═════ GIVEN PASSAGE

Rodolfo Lanciani - Pagan and Christian Rome - 1892
Baroque canopy and apse with late XVth century frescoes depicting events associated with the True Cross (you may wish to see the frescoes by Piero della Francesca at Arezzo depicting the same subject)
The beautiful fresco, on the ceiling of the tribune, representing the discovery of the Cross by S. Helen, and a portion of
it restored to Jerusalem by the Emperor Heraclius,
was executed by order of Card. Carvajal, and is ascribed to Pinturicchio. Donovan
Gregorini and Passalacqua had to work on a tight budget and they did not touch parts of the building. They used the existing ancient columns of a medieval ciborium to
place a very baroque bronze structure above them. The frescoes of the apse were much retouched through the centuries and today are attributed to Antoniazzo Romano.

══════════
═════ RECORD EXCERPTS

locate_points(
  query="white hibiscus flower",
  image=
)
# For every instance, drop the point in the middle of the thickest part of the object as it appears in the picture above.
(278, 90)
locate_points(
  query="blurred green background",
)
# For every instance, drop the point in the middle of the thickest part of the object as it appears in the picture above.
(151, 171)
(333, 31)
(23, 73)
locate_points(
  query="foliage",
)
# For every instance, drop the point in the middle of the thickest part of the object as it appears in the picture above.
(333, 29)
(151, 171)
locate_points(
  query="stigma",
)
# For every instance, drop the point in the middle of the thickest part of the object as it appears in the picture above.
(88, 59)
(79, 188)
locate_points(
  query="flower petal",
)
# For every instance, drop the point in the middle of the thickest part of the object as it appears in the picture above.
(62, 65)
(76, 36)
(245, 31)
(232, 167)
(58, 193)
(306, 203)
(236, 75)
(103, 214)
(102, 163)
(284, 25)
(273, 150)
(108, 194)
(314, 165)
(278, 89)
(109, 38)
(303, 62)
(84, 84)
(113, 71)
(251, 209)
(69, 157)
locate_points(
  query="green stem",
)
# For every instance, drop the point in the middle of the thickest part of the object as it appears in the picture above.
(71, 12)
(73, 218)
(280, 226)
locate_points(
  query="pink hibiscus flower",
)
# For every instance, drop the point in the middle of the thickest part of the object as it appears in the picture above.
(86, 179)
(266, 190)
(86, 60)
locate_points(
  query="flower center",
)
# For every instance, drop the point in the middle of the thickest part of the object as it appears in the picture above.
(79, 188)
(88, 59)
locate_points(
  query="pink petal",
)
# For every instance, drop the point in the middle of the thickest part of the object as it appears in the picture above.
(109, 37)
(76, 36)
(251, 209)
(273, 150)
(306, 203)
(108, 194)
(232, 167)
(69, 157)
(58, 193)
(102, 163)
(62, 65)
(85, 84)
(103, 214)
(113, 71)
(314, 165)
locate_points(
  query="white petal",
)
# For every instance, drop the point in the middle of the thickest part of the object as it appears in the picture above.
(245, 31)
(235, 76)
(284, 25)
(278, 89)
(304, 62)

══════════

» REQUIREMENTS: Pick up the passage about the baroque canopy and apse frescoes after its last sentence and carry it forward. The entries have no role here.

» RESULT BELOW:
Funerary monuments in the apse: (left) Cardinal Bernardino Lopez de Carvajal (d. 1523 - the painted frame is a late XVIIth century work); (centre) Cardinal Francisco Quinones (d. 1540); (right) painted empty monument
In the tribune is the tomb of Card. Carvajal, who,
in the XVI. century, repaired the mosaics, which
we shall see in the chapel of S Helen; and the tabernacle in the centre was erected by Card. Quignon,
as is recorded by the inscription. The Cardinal was buried here in 1510. Donovan
Cardinal de Carvajal was the ambassador of Ferdinand of Aragon and Isabel of Castille to the Holy See. In 1511 he promoted a rebellion against Pope Julius II and he was deposed as a cardinal. In 1517 he was pardoned by Pope Leo X with the penance of one day of fast per month.
Cardinal Quinones was another Spanish cardinal and he commissioned his funerary monument to Jacopo Sansovino when he was still alive (see a fine statue by Sansovino at S. Agostino). Its upper part was designed by Carlo Maderno in the early XVIIth century.
Altars for pilgrims to pray in their visit to the Seven Churches (see those at S. Pietro): (left) Pope St. Sylvester shows the images of Sts. Peter and Paul to Constantine; (right) Vision of St. Robert's mother (ca 1670)
We begin our
round of the church (..) the next altar is that of S.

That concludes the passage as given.